───── Stored records

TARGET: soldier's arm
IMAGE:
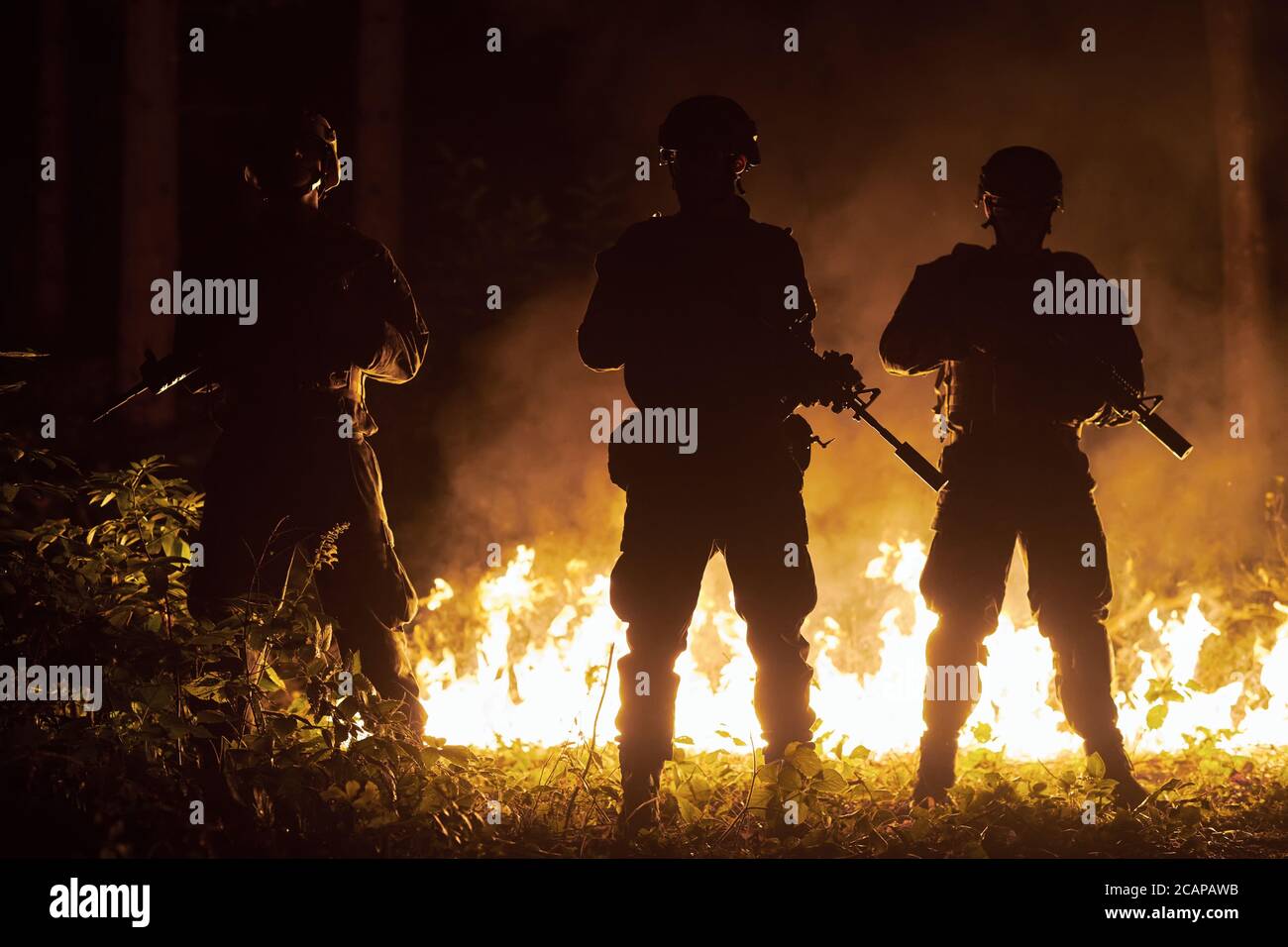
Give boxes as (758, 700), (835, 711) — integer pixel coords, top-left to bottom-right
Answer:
(759, 228), (819, 390)
(880, 262), (969, 374)
(353, 250), (429, 385)
(577, 238), (638, 371)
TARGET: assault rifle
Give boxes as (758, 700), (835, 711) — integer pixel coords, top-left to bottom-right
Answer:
(803, 351), (945, 491)
(1052, 334), (1194, 460)
(93, 351), (201, 424)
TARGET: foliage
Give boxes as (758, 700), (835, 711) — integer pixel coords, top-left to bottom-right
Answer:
(0, 417), (1288, 857)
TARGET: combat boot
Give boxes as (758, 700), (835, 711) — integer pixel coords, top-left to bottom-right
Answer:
(1086, 738), (1149, 809)
(912, 730), (957, 805)
(617, 766), (662, 841)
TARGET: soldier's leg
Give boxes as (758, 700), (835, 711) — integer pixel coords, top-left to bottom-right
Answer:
(306, 438), (426, 734)
(610, 488), (712, 779)
(1020, 491), (1143, 804)
(721, 491), (818, 762)
(914, 497), (1017, 801)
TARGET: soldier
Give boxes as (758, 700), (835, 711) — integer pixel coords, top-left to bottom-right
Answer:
(881, 146), (1147, 806)
(180, 112), (429, 734)
(577, 95), (818, 836)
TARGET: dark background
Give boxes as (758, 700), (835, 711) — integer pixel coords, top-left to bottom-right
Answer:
(3, 0), (1288, 618)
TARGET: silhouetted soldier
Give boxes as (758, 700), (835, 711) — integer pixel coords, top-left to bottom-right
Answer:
(881, 146), (1146, 805)
(179, 112), (429, 734)
(579, 97), (816, 834)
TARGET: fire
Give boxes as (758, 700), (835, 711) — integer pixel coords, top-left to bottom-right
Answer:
(416, 541), (1288, 759)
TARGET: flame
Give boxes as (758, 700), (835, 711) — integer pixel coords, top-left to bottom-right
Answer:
(416, 541), (1288, 759)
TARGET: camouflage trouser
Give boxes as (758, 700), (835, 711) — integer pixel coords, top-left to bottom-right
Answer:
(612, 484), (816, 772)
(921, 433), (1120, 746)
(189, 428), (425, 732)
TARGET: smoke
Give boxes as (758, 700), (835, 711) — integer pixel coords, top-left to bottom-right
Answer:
(406, 4), (1283, 641)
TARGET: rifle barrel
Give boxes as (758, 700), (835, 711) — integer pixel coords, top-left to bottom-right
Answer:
(91, 381), (149, 424)
(851, 404), (948, 493)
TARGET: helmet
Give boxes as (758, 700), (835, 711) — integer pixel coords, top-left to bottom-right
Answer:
(975, 145), (1064, 210)
(657, 95), (760, 167)
(242, 108), (340, 197)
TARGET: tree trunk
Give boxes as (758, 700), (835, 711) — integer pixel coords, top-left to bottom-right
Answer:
(355, 0), (404, 258)
(1205, 0), (1279, 541)
(33, 0), (72, 346)
(116, 0), (180, 424)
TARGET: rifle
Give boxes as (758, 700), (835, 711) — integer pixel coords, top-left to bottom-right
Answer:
(93, 351), (201, 424)
(1052, 333), (1194, 460)
(804, 351), (947, 492)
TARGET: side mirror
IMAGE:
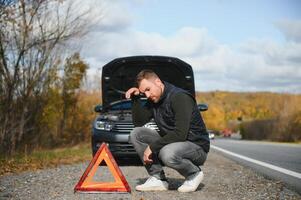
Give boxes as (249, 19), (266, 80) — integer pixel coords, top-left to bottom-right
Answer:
(94, 104), (102, 112)
(198, 103), (208, 112)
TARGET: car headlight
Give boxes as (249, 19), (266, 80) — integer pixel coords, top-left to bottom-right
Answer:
(94, 121), (113, 131)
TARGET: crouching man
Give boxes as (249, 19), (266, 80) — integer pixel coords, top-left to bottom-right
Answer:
(125, 70), (210, 192)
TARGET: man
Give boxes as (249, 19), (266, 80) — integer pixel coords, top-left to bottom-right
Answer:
(125, 70), (210, 192)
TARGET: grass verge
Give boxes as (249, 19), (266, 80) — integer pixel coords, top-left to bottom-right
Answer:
(0, 144), (92, 176)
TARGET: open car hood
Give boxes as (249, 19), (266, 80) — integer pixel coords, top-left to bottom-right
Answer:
(102, 56), (195, 107)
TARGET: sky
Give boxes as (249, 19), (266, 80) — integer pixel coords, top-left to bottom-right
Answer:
(81, 0), (301, 93)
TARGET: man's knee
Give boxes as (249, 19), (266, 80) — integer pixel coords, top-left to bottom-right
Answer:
(159, 147), (179, 166)
(129, 127), (141, 143)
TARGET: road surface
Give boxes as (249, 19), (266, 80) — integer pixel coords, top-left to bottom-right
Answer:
(211, 138), (301, 193)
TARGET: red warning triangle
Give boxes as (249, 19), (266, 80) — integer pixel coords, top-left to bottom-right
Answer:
(74, 143), (131, 193)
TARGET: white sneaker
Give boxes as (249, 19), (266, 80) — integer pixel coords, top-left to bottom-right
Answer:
(178, 171), (204, 192)
(136, 176), (168, 191)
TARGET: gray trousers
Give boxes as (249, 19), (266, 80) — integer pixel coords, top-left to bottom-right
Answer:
(130, 127), (207, 179)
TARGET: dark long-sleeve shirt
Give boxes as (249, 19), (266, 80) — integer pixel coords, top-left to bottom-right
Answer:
(132, 93), (195, 152)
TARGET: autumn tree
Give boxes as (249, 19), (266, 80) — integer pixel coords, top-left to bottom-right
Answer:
(0, 0), (86, 154)
(58, 53), (88, 142)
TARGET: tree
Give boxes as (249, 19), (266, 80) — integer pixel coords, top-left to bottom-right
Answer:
(59, 53), (88, 141)
(0, 0), (86, 154)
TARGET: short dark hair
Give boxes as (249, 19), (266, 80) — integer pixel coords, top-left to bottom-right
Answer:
(136, 69), (159, 87)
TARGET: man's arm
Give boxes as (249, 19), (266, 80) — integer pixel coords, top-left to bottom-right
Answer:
(149, 93), (195, 153)
(125, 87), (152, 127)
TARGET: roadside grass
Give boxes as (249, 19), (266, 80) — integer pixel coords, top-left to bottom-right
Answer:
(0, 144), (92, 176)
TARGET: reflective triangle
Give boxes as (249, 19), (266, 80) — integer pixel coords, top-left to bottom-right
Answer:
(74, 143), (131, 193)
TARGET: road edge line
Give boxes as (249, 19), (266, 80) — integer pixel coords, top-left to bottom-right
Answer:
(210, 145), (301, 179)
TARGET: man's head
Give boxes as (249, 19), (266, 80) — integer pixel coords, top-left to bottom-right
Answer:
(136, 69), (164, 103)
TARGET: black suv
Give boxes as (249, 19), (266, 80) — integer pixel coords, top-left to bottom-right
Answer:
(92, 56), (208, 157)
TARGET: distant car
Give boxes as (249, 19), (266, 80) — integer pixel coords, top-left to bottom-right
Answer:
(207, 130), (215, 140)
(92, 56), (208, 157)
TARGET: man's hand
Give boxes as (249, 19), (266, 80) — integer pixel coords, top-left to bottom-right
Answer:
(125, 87), (140, 99)
(143, 146), (153, 164)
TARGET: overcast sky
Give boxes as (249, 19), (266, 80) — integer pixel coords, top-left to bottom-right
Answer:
(81, 0), (301, 93)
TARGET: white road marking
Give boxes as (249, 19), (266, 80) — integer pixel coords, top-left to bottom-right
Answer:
(210, 145), (301, 179)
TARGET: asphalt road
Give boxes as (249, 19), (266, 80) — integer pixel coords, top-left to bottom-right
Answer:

──────────

**Required task:** Give back all of the lines above word for word, leaving out the pictures.

**Response:**
TARGET: soldier's arm
IMAGE:
Give boxes as (758, 700), (835, 711) — integer pixel coords, top-left to bottom-right
Answer:
(759, 228), (819, 390)
(880, 262), (969, 374)
(353, 250), (429, 385)
(577, 238), (638, 371)
TARGET: assault rifle
Give boxes as (758, 700), (835, 711) — integer pixel coords, top-left to bottom-right
Answer:
(803, 351), (945, 491)
(1052, 334), (1194, 460)
(93, 351), (201, 424)
TARGET: foliage
Give boxes as (758, 700), (835, 711) — integer pixel coords, top-left to bottom-right
Answer:
(0, 417), (1288, 857)
TARGET: combat boot
Give boxes as (758, 700), (835, 711) — integer pixel coords, top-left to bottom-right
Answer:
(1086, 738), (1149, 809)
(912, 730), (957, 805)
(617, 766), (662, 841)
TARGET: soldier's leg
Give boxes as (758, 700), (835, 711) — integer pixel coords, top-left to bottom-right
Answer:
(306, 438), (426, 734)
(610, 488), (712, 779)
(1020, 491), (1143, 804)
(721, 491), (818, 762)
(914, 497), (1017, 801)
TARGET: soldier
Give boxes as (758, 700), (835, 711) — integer pixel coords, top-left to bottom-right
Answer:
(881, 146), (1147, 806)
(180, 112), (429, 734)
(577, 95), (818, 836)
TARGET: dark background
Give boxes as (758, 700), (835, 711) — integer pixel coords, top-left to bottom-right
Answer:
(3, 0), (1288, 618)
TARGET: silhouetted soldier
Give boxes as (758, 700), (835, 711) — integer pixel coords, top-left to bottom-right
Answer:
(881, 146), (1146, 805)
(179, 112), (429, 734)
(579, 97), (816, 834)
TARGET: fire
Give boxes as (758, 700), (835, 711) — integer pixel coords, top-left to bottom-right
Answer:
(416, 541), (1288, 759)
TARGET: flame
Give boxes as (758, 700), (835, 711) — integer pixel coords, top-left to bottom-right
Answer:
(416, 541), (1288, 759)
TARGET: camouflage trouser
Give boxes as (758, 700), (835, 711) — integer pixel coords, top-left to bottom-right
Answer:
(612, 484), (816, 772)
(921, 433), (1120, 746)
(189, 428), (425, 732)
TARGET: smoke
Give boxes as (758, 700), (835, 711) — integer pixel coords, top-left to bottom-right
Answer:
(406, 4), (1283, 641)
TARGET: rifle barrel
Give boxes as (758, 700), (835, 711) — integer pixel coords, top-left to bottom-right
Answer:
(91, 381), (149, 424)
(851, 404), (948, 493)
TARGET: helmet
Give boxes as (758, 700), (835, 711) — integer pixel coords, top-left to bottom-right
Answer:
(975, 145), (1064, 210)
(657, 95), (760, 167)
(242, 108), (340, 197)
TARGET: tree trunk
Give boxes as (758, 700), (835, 711) — integer pixel coords, top-left to bottom-right
Answer:
(355, 0), (404, 258)
(1205, 0), (1279, 541)
(33, 0), (72, 346)
(116, 0), (180, 424)
TARGET: rifle
Give boxes as (758, 700), (835, 711) — integer pixel coords, top-left to bottom-right
Answer:
(93, 351), (201, 424)
(1052, 333), (1194, 460)
(804, 351), (947, 492)
TARGET: side mirror
IMAGE:
Give boxes as (249, 19), (266, 80) — integer pixel coords, top-left to bottom-right
Answer:
(94, 104), (102, 112)
(198, 103), (208, 112)
TARGET: car headlight
Give boxes as (249, 19), (266, 80) — integer pixel coords, top-left to bottom-right
Answer:
(94, 121), (113, 131)
TARGET: crouching man
Give boxes as (249, 19), (266, 80) — integer pixel coords, top-left to bottom-right
Answer:
(125, 70), (210, 192)
TARGET: man
Give boxes as (249, 19), (266, 80) — integer pixel coords, top-left to bottom-right
Answer:
(125, 70), (210, 192)
TARGET: grass verge
Give boxes as (249, 19), (266, 80) — integer pixel coords, top-left to bottom-right
Answer:
(0, 144), (92, 176)
TARGET: open car hood
Give boxes as (249, 19), (266, 80) — integer pixel coords, top-left to bottom-right
Answer:
(102, 56), (195, 107)
TARGET: sky
Give boxes as (249, 19), (266, 80) — integer pixel coords, top-left to bottom-right
Answer:
(81, 0), (301, 93)
TARGET: man's knee
Give boxes as (249, 19), (266, 80) — integer pixel coords, top-left to bottom-right
Answer:
(159, 147), (179, 166)
(129, 127), (141, 143)
TARGET: road surface
Give boxes as (249, 19), (266, 80) — integer pixel coords, top-left to bottom-right
Answer:
(211, 138), (301, 193)
TARGET: red warning triangle
Give boxes as (249, 19), (266, 80) — integer pixel coords, top-left to bottom-right
Answer:
(74, 143), (131, 193)
TARGET: white sneaker
Give boxes as (249, 19), (266, 80) — integer pixel coords, top-left to bottom-right
Answer:
(178, 171), (204, 192)
(136, 176), (168, 191)
TARGET: gray trousers
Give boxes as (249, 19), (266, 80) — integer pixel coords, top-left to bottom-right
Answer:
(130, 127), (207, 179)
TARGET: dark long-sleeve shirt
Give boxes as (249, 19), (266, 80) — integer pixel coords, top-left to bottom-right
Answer:
(132, 93), (195, 152)
TARGET: autumn tree
Give boxes as (249, 19), (266, 80) — integer pixel coords, top-left to bottom-right
Answer:
(0, 0), (86, 154)
(58, 53), (88, 142)
TARGET: tree
Give boxes as (249, 19), (266, 80) — integer pixel coords, top-left to bottom-right
Answer:
(59, 53), (88, 141)
(0, 0), (86, 154)
TARGET: short dark hair
Give boxes as (249, 19), (266, 80) — integer pixel coords, top-left to bottom-right
Answer:
(136, 69), (159, 87)
TARGET: man's arm
Give boxes as (249, 19), (266, 80) — integer pixel coords, top-left to bottom-right
Answer:
(149, 93), (195, 153)
(125, 87), (152, 127)
TARGET: roadside grass
Give boxes as (249, 19), (266, 80) — integer pixel coords, top-left to bottom-right
Answer:
(0, 144), (92, 176)
TARGET: reflective triangle
Give boxes as (249, 19), (266, 80) — integer pixel coords, top-left to bottom-right
Answer:
(74, 143), (131, 193)
TARGET: road edge line
Give boxes as (249, 19), (266, 80) — integer pixel coords, top-left to bottom-right
Answer:
(210, 145), (301, 179)
TARGET: man's head
Give boxes as (249, 19), (266, 80) — integer pixel coords, top-left to bottom-right
Answer:
(136, 69), (164, 103)
TARGET: black suv
Give boxes as (249, 19), (266, 80) — integer pixel coords, top-left to bottom-right
Answer:
(92, 56), (208, 157)
TARGET: distant car
Give boxes as (249, 19), (266, 80) — integer pixel coords, top-left to bottom-right
Answer:
(207, 130), (215, 140)
(92, 56), (208, 157)
TARGET: man's hand
Give boxes as (249, 19), (266, 80) — integer pixel coords, top-left to bottom-right
Answer:
(125, 87), (140, 99)
(143, 146), (153, 164)
TARGET: overcast sky
Give boxes as (249, 19), (266, 80) — integer pixel coords, top-left to bottom-right
Answer:
(81, 0), (301, 93)
TARGET: white road marking
Give boxes as (249, 19), (266, 80) — integer pixel coords, top-left to bottom-right
Answer:
(210, 145), (301, 179)
TARGET: asphalt road
Give boxes as (249, 19), (266, 80) — integer pixel coords, top-left to bottom-right
Answer:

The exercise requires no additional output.